** BEGIN EXTRACTED TEXT **

I mean I don’t know enough about ancient demographics to comment on whether there would feasibly be more than an extremely tiny minority of sub-saharan africans in ancient greece, but claiming someone didn’t search and then providing an irrelevant search result has a certain irony to it.
Thanks, now I know a little more about ancient greek demographics! Well it still seems to be mainly about greeks in africa, but some exchange both ways seems inevitable when it’s that prominent.
It goes both ways. Ultimately, it’s that the Greeks (and Romans) were obsessed with Egypt, and Egypt was in direct and lasting contact with the Nubians (modern Sudan) and parts of modern Ethiopia because they were farther up the Nile.
This period ended right around when recorded history begins. Because the Sahara was not hostile it created a corridor for plants, and animals, and people to make an easy crossing into the levant and then further into Asia and Europe.
Yeah, it’s wild how there’s just a 5cm thick layer of salt down under the sand, and mining salt slabs from the ancient sea is how most nomadic groups flavor their food.
Plus all the rock art and ancient cities just out in the middle of nowhere today. I once bought a dinosaur tooth from a guy that 1) agreed with claims I had heard that the mountains in the Sahara still harbor things like peach trees, and 2) that there are badlands style areas where herders just find dinosaur bones lying around.
Might get to see it sooner this time. If the Atlantic current that brings warm water up to the Baltic sea stops, it could mean more rain in Africa (and more ice in Europe).
I said North Africans weren’t black. Are you perhaps mistaking me for the person in the OP? Because you’re seemingly going after points I’ve never made
Your link is about modern Greece btw. Did you read it before posting?
And I’m not confusing you with OP, I’m explaining that North Africa was not bordered on the south by an impenetrable desert and that thinking only North African peoples were in Ancient Greece really mid-understands geography and proximity to Africa and the commonality of trade along the Nile. Going east, Ancient Buddhists started depicting Shakyamuni Budda as a human figure and not an empty space under a tree directly as the result of Greek philosophical exchange. Buddhist “missionaries” are accounted for in Athens and the Levant more than 2000 years ago.
Ancient Greece was a pretty cosmopolitan place for the ancient world.
Your link is the opposite situation to what we’re talking about. It is talking about Greeks in Africa, not (sub-Saharan) Africans in Greece.

** END EXTRACTED TEXT **
** BEGIN DATA EXCERPTS **

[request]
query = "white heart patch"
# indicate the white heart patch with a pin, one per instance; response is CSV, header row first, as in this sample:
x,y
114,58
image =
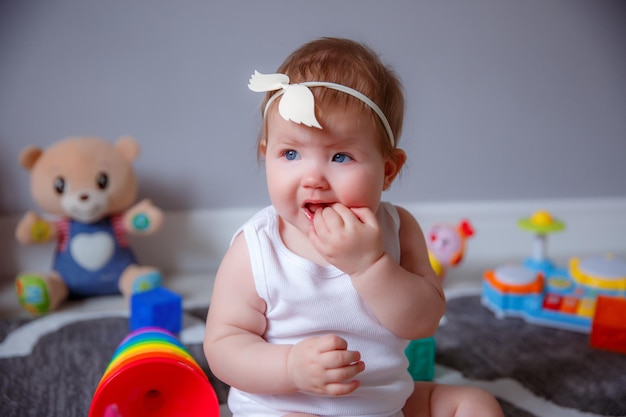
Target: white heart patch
x,y
92,250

** END DATA EXCERPTS **

- [GOAL 1]
Summarize the discussion about Africans in ancient Greece in two sentences.
- [GOAL 2]
Pick up the discussion about Africans in ancient Greece after its final comment and write what comes next.

- [EXERCISE RESPONSE 1]
Commenters disagree over whether sub-Saharan Africans were present in ancient Greece, and some object that a linked source concerns Greeks in Africa or modern Greece rather than Africans in Greece. Others argue that exchange went both ways because the Greeks and Romans were obsessed with Egypt, Egypt was in lasting contact with the Nubians and parts of Ethiopia, and North Africa was not cut off to the south by an impenetrable desert.

- [EXERCISE RESPONSE 2]
African Greeks, or Greeks in Africa (Greek: Έλληνες της Αφρικής), are the Greek people in the continent of Africa. Greek communities have existed in Africa since antiquity.
Ancient Greece was a pretty cosmopolitan place for the ancient world.
Right, I’m just saying the contacts were more common with North Africans, who weren’t black. But there were contacts for sure. Depends on who the black person is portraying if there’s any cause for the outrage.
I don’t know about how many would have lived in Greece, but they’re definitely in the tale of the Trojan War. There’s a whole poem, Aethiopis, starring them. The original text is pretty much entirely lost, but we do have a Roman-era summary of it to give us the broad strokes. Aethiopians show up in other stuff too; Perseus fights a sea monster there, for example
I’m aware of that, I don’t understand the complaint if the character is supposed to be Ethiopian or the like.
But the source for there being plenty of black people in Ancient Greece I’d still like to see since it sounds like a pretty interesting claim. I hope the other person delivers.
Ahh, fair enough. I hope so too, I’d be interested to read that. I can believe there would be at least some, because there was definitely steady contact between those two parts of the world at that time, but I don’t know specifics
Yes, I’m sure there were a few at least but “plenty” sounds dubious. Of course I’m not sure what they meant with “plenty” here. But we’ll see when they come back with the source
They make trivial to find references to black people and depict them in the manner they depict themselves in art.
Because their division was not “Greek” and “black” but “Greek” and “not Greek”, they simply didn’t document it.
Aristotle describes the ideal skin tone as halfway between an Ethiopian and a woman.
Black people were quite literally unremarkable to them, so it’s pretty easy to argue that an ancient Greek wouldn’t find it odd to travel with a black person.
I think I’d like the person who made the claim to tell us what they meant with “plenty”. A reference here and there to there having been a black person in Ancient Greece doesn’t feel like it’s proving the claim, but they might’ve meant just that when they said “plenty”.
Alright, demonstrate that the demographics are as you assert they are. I’ve shown you that they’re depicted in their arts and culture, both as they depicted outsiders and as they depicted themselves, as well as that they had unremarkable interactions with Ethiopia and beyond.
The link also details the history of using the racial composition of ancient Greece for all manner of racial weirdness that wasn’t representative of the Greeks themselves, up to and including Internet race weirdos who get bent out of shape about a black person being depicted in a movie set in the Mediterranean.
At this point you’ve been given plenty of evidence that there sufficient numbers of dark skinned people that it wasn’t remarkable. If you disagree that it would somehow have been remarkable, or that this isn’t a perfectly workable definition of “plenty”, then show some reason why beyond “well everyone knows”.
Hell, demonstrate that there were plenty of white people.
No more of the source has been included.